Stated task a |
Render every row in Block 1 as a JSON list of strings, one string per row, with blank rows left out.

Text passage |
▬▬▬▬▬▬▬▬▬▬

What makes Python Python (was: OO in Python (was Re: Migrating to perl?))

Alex Martelli aleaxit at yahoo.com
Sat Jan 6 04:53:32 EST 2001


"Cameron Laird" <claird at starbase.neosoft.com> wrote in message
news:200101051648.KAA49133 at starbase.neosoft.com...
    [snip]
> Your particulars inspire me to a tangent:  what's makes
> Python's character?  One of the things I thing we should tell
> newcomers is that it's a superlatively "tolerant" language;
> even if you use only tiny pieces of Python, it can feel good.

I think the Python language is 'small' enough that one does
not really 'subset' it all that much in actual use -- big, rich
languages are the ones for which using a subset is most
common.  So, although what you say is true, I think that
maybe it places the emphasis a bit misleadingly.

> Contrast this with, say, Perl, where regular expression-think
> determines so much, or Java, which insists that a strong OO
> model be nearby.  Ask Python to be a procedural language for
> you, though, and it calmly acquiesces.

OK, Python, although being small and simple, is multiparadigm: in
this way, strange as it may seem, it resembles C++!  The latter,
after all, is the canonical example of a OO language which lets
you use it procedurally (and with other degrees of freedom yet,
such as with/without templates).  In fact, in C++, subsetting is
_frequent_ -- it's so big, most users get by on a fraction of it.

Perl is also typically subsetted (inevitably: if there are N ways to
do each task, most people will normally use just 1 or 2 of them),
although I think you're right that basically all actually-used subsets
of it have a regular-expression core.


> So:  how's Python special?  Well, I'll dismiss white space
> and much else as (mere, but also crucial) syntactic sugar.

OK.  Nice, but not the essence.

> Exceptions are important, and distinctive; moreover, they
> predicate multi-method style.

What multi-methods?  We don't have them (Dylan, e.g.,
does).  I may be misreading your meaning...?  Python
exceptions are nice, but the difference with (e.g.) C++'s
or Java's does not seem to be all that huge.

▬▬▬▬▬▬▬▬▬▬

Records supplied |
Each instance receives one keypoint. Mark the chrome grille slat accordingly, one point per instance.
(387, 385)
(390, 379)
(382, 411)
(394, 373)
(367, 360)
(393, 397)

▬▬▬▬▬▬▬▬▬▬

Stated task b |
For the post on what makes Python Python, answer yes or no to each statement below, and back each answer with the deciding words from the post, quoted exactly. (i) The post calls C++ the canonical example of an OO language that can be used procedurally. (ii) The post says Python has multi-methods. (iii) The post treats white space as the essence of Python.

Complete answer a |
[
  "Each instance receives one keypoint. Mark the chrome grille slat accordingly, one point per instance.",
  "(387, 385)",
  "(390, 379)",
  "(382, 411)",
  "(394, 373)",
  "(367, 360)",
  "(393, 397)"
]

Complete answer b |
(i) Yes: "The latter, after all, is the canonical example of a OO language which lets you use it procedurally"
(ii) No: "What multi-methods?  We don't have them"
(iii) No: "Nice, but not the essence."